# Task to complete
Transcribe, word for word, every record in the data below.

# Exercise data

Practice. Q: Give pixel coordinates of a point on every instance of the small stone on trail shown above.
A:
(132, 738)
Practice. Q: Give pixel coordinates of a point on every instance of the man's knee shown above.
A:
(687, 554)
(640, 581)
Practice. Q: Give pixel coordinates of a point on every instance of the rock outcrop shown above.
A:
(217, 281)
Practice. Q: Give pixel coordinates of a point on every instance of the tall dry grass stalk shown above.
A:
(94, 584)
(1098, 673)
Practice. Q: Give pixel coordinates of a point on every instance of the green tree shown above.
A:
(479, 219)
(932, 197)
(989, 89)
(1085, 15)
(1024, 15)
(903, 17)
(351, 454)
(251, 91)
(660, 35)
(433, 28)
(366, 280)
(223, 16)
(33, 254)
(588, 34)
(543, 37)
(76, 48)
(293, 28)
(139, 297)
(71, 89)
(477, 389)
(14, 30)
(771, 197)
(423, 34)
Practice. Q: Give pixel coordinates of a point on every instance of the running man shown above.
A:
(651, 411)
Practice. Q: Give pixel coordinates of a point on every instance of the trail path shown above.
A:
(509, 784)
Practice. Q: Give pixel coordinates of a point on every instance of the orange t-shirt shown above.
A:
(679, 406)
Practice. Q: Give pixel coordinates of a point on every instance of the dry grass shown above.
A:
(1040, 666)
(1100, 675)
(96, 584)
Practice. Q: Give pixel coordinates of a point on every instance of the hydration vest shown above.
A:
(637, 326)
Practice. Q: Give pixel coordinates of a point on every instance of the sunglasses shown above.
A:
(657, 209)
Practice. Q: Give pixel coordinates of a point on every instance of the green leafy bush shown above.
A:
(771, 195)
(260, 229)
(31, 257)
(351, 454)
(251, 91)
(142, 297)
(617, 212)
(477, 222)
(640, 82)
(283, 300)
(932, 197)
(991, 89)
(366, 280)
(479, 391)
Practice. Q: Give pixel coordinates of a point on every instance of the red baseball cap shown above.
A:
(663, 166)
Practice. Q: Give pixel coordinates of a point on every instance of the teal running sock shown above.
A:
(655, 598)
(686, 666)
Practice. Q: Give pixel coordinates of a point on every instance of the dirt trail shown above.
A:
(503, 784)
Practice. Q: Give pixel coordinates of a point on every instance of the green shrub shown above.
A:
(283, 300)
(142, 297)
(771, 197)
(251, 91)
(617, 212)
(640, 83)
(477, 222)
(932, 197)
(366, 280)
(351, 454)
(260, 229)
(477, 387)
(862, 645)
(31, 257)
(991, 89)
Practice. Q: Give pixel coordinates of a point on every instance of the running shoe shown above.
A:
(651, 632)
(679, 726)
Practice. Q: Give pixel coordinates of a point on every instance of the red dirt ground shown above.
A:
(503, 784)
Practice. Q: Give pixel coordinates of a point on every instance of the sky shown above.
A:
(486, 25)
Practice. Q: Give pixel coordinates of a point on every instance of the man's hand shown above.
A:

# Task output
Practice. Q: Give pixel coordinates of a point on every instance of the small stone on trail shown above.
A:
(132, 738)
Practice. Q: Give pixel coordinates of a point on every instance of the man's knee shown above.
A:
(687, 554)
(640, 581)
Practice. Q: Give pixel coordinates of a point on every instance of the rock outcrop shown above.
A:
(217, 281)
Practice. Q: Give pixel coordinates of a point on every instance of the tall dry grass stalk shown above.
A:
(94, 584)
(1098, 673)
Practice. Q: Give pixel coordinates of a point on every instance of the green tree shown above.
A:
(479, 219)
(932, 197)
(989, 89)
(1085, 15)
(1024, 15)
(903, 17)
(351, 454)
(251, 91)
(660, 35)
(433, 28)
(366, 280)
(223, 16)
(33, 254)
(588, 34)
(543, 37)
(76, 48)
(293, 28)
(139, 297)
(71, 89)
(477, 389)
(14, 30)
(771, 197)
(423, 34)
Practice. Q: Give pixel coordinates of a point on every instance of the running man shown above.
A:
(651, 411)
Practice. Q: Give pixel coordinates of a point on every instance of the trail path shown above.
A:
(509, 784)
Practice. Q: Give pixel coordinates of a point on every instance of the orange t-shirt shown above.
A:
(679, 406)
Practice. Q: Give pixel coordinates of a point on every instance of the dry grass shown above.
A:
(1040, 666)
(1100, 675)
(96, 584)
Practice. Q: Give pixel coordinates of a point on every instance of the hydration vest shown above.
A:
(637, 326)
Practice. Q: Give pixel coordinates of a point on every instance of the sunglasses shown above.
A:
(657, 209)
Practice. Q: Give pixel coordinates of a point on every instance of the green leafy bush shown above.
A:
(771, 195)
(260, 229)
(31, 257)
(351, 454)
(251, 91)
(142, 297)
(617, 212)
(477, 222)
(640, 82)
(283, 300)
(932, 197)
(991, 89)
(366, 280)
(479, 391)
Practice. Q: Give pixel coordinates of a point on every instance of the red baseball cap shown above.
A:
(663, 166)
Practice. Q: Give pixel coordinates of a point on every instance of the teal running sock shown above.
A:
(655, 598)
(686, 666)
Practice. Q: Give pixel coordinates of a point on every instance of the dirt trail shown above.
A:
(503, 784)
Practice. Q: Give pixel coordinates of a point on every instance of the green shrub shown above.
A:
(283, 300)
(142, 297)
(771, 197)
(251, 91)
(617, 212)
(640, 83)
(477, 222)
(932, 197)
(366, 280)
(351, 454)
(260, 229)
(477, 387)
(862, 645)
(31, 257)
(991, 89)
Practice. Q: Give pixel coordinates of a point on every instance of the running shoe shown above.
A:
(651, 632)
(679, 726)
Practice. Q: Give pixel coordinates of a point on every instance of the red dirt ground shown above.
A:
(503, 784)
Practice. Q: Give pixel coordinates of a point on every instance of the sky shown above.
A:
(486, 25)
Practice. Q: Give pixel coordinates of a point on every instance of the man's hand shown above.
A:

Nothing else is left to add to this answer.